- _Problem to work on_
Locate every line in the rows below that contains the word "outline", and copy each of those lines.

- _Exercise materials_

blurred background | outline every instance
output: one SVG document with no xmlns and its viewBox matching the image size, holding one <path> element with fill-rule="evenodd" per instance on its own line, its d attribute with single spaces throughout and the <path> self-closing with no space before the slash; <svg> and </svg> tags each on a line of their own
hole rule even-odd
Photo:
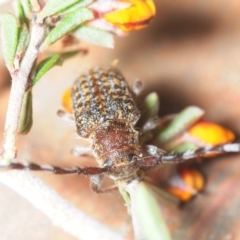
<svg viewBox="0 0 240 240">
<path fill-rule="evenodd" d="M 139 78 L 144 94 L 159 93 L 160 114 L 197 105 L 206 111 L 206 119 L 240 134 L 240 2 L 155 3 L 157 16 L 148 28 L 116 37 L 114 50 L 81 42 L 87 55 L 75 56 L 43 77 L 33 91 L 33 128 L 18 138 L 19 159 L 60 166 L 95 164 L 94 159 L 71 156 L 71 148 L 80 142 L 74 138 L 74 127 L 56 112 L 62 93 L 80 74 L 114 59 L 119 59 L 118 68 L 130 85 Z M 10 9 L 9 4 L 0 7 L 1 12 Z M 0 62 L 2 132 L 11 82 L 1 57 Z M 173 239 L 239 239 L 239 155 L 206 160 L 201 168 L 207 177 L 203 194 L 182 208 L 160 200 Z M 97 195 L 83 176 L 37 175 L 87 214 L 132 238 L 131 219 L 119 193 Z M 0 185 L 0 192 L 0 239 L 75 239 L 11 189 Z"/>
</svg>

* * *

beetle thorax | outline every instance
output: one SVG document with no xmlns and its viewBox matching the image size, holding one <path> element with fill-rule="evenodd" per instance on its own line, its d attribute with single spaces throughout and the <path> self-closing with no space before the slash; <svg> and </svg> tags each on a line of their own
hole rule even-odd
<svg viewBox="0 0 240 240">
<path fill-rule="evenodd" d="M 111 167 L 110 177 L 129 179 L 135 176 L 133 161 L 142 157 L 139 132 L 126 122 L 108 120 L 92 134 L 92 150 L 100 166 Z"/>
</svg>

- _Completed exercise_
blurred background | outline every instance
beetle thorax | outline every instance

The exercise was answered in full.